Work required: Every line below that holds the string "tailgate" must be copied.

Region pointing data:
━━━━━━━━━━
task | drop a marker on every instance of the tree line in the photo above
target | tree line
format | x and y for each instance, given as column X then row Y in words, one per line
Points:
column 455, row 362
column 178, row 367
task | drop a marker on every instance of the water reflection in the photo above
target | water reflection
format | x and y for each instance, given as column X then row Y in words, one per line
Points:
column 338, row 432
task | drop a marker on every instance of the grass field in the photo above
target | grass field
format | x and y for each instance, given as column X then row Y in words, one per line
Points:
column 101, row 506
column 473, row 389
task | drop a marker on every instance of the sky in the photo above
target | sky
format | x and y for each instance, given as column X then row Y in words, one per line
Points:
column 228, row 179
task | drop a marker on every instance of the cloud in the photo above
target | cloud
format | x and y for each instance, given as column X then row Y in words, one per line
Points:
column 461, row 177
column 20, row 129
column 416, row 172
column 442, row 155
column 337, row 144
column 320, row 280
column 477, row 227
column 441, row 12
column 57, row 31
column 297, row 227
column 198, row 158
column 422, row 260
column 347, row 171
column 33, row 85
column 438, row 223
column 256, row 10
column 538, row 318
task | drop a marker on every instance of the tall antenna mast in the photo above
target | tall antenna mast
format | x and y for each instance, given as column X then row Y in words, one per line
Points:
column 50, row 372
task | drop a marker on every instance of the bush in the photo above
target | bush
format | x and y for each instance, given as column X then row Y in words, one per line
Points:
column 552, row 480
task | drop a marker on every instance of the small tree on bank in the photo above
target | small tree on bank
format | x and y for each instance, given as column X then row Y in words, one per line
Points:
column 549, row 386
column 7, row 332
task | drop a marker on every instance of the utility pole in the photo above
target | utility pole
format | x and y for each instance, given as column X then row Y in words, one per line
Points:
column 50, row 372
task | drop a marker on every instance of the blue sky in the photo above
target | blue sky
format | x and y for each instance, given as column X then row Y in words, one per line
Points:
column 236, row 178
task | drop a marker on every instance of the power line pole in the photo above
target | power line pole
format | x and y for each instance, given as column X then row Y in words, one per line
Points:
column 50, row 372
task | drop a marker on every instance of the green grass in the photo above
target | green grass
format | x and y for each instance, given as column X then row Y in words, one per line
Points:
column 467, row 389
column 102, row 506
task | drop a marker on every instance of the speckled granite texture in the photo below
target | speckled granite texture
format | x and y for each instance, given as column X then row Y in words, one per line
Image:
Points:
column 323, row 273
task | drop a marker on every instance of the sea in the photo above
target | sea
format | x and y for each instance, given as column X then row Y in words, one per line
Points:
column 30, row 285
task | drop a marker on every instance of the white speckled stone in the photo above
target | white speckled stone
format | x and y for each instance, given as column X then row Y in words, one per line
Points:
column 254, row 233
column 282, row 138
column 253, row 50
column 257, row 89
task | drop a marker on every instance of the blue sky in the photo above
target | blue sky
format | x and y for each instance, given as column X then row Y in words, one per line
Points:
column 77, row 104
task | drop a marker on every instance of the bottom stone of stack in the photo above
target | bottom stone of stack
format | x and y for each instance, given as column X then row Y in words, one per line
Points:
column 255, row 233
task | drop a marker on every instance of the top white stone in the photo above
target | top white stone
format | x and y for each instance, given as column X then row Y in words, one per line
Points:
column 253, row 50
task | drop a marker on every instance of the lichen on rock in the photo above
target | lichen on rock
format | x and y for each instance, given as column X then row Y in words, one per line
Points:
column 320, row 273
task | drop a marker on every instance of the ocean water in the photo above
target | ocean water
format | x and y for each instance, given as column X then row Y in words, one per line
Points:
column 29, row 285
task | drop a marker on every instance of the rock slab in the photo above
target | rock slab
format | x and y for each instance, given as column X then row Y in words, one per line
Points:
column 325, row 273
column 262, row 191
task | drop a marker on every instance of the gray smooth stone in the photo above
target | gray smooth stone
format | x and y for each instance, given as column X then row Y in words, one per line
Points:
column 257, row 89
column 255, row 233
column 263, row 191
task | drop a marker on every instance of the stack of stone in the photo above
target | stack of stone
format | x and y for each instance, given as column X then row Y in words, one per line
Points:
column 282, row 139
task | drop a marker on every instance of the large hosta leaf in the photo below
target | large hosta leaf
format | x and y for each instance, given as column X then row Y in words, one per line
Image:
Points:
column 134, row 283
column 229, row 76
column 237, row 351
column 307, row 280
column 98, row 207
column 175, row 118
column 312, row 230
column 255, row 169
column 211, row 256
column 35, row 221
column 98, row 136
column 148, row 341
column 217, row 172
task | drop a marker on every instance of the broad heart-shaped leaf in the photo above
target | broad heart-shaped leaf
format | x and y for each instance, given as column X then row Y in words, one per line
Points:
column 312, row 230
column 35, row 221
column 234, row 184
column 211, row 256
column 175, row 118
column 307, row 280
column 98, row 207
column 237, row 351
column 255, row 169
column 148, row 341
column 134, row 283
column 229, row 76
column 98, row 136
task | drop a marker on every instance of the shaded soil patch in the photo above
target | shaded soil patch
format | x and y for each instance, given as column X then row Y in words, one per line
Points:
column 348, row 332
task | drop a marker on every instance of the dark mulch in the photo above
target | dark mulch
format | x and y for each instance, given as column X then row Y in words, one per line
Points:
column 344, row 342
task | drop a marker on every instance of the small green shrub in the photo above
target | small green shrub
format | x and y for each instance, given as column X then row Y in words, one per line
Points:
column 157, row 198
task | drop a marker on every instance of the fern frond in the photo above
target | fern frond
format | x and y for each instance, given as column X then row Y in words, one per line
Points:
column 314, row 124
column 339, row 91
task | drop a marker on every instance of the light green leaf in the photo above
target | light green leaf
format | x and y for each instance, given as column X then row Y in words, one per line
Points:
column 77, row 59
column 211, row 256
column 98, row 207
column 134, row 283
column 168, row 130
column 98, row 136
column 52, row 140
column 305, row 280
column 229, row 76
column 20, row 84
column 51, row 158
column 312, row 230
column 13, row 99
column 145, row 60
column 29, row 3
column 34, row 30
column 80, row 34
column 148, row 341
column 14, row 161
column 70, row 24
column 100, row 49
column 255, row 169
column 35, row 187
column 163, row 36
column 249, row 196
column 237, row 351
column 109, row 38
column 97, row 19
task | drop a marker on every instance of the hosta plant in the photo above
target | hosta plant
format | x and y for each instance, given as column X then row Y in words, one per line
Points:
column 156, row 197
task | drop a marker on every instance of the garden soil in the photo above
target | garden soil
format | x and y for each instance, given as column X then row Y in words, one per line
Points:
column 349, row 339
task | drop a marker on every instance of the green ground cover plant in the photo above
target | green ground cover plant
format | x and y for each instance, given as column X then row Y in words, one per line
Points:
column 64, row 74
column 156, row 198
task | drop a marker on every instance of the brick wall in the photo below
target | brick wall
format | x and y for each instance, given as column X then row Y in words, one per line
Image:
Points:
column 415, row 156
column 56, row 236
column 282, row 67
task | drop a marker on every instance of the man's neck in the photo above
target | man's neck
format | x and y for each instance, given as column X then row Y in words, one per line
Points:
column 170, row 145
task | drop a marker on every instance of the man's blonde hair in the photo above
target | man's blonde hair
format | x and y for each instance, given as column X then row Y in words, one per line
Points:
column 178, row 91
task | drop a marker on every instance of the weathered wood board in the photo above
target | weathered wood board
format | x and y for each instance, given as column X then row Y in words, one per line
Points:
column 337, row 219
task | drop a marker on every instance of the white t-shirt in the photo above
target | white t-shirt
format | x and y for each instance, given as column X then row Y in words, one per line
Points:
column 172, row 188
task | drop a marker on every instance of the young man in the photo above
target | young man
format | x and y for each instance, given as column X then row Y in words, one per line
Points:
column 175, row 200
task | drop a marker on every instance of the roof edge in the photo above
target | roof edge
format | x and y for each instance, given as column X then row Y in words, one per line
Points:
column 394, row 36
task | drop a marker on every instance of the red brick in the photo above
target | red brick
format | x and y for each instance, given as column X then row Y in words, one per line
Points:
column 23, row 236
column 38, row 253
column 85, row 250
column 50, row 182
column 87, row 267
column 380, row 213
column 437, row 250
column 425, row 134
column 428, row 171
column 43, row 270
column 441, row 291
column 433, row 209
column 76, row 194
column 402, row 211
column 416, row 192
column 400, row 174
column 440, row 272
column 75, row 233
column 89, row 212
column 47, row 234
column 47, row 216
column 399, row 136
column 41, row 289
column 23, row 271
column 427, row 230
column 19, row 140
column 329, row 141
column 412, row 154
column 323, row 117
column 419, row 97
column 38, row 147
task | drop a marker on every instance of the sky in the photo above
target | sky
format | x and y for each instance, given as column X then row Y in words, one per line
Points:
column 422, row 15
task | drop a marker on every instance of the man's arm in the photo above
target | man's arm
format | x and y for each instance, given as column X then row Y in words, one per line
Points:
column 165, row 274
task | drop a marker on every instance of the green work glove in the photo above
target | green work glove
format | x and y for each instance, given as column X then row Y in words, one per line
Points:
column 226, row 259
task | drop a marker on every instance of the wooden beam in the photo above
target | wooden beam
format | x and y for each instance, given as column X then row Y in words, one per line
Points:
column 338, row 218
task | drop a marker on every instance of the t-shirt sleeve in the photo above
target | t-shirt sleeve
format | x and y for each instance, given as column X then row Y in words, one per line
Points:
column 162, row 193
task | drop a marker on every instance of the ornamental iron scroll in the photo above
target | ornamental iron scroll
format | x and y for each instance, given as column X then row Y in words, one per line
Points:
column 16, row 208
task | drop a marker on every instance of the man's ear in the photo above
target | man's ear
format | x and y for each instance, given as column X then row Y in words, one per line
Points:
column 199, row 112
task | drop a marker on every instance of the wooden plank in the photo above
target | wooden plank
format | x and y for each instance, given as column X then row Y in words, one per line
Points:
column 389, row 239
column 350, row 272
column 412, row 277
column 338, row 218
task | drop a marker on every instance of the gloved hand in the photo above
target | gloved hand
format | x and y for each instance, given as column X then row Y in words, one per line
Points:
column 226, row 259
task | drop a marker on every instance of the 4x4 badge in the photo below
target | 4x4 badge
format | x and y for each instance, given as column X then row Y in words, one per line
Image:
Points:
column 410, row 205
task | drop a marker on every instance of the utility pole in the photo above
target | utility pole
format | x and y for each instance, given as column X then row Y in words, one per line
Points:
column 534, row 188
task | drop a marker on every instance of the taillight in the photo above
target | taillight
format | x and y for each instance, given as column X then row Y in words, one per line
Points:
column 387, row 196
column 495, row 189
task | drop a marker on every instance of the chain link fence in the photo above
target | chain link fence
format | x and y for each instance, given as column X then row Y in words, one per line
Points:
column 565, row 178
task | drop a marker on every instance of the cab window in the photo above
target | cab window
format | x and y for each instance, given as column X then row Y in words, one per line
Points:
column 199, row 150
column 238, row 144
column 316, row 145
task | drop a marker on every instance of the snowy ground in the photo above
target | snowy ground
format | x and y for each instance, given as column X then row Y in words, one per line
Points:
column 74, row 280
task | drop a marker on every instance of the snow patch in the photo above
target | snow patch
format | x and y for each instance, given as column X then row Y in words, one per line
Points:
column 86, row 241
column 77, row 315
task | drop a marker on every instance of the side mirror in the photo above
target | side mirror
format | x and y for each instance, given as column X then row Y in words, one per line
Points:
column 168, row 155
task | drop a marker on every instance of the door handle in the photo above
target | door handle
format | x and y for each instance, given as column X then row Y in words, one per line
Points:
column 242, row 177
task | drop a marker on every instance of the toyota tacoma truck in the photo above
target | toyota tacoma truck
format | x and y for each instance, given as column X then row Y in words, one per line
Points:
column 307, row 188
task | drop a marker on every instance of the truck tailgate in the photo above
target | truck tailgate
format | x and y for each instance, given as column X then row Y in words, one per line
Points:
━━━━━━━━━━
Reply to the task:
task | drop a marker on every instance of the truck tailgate in the photo above
target | truck tailgate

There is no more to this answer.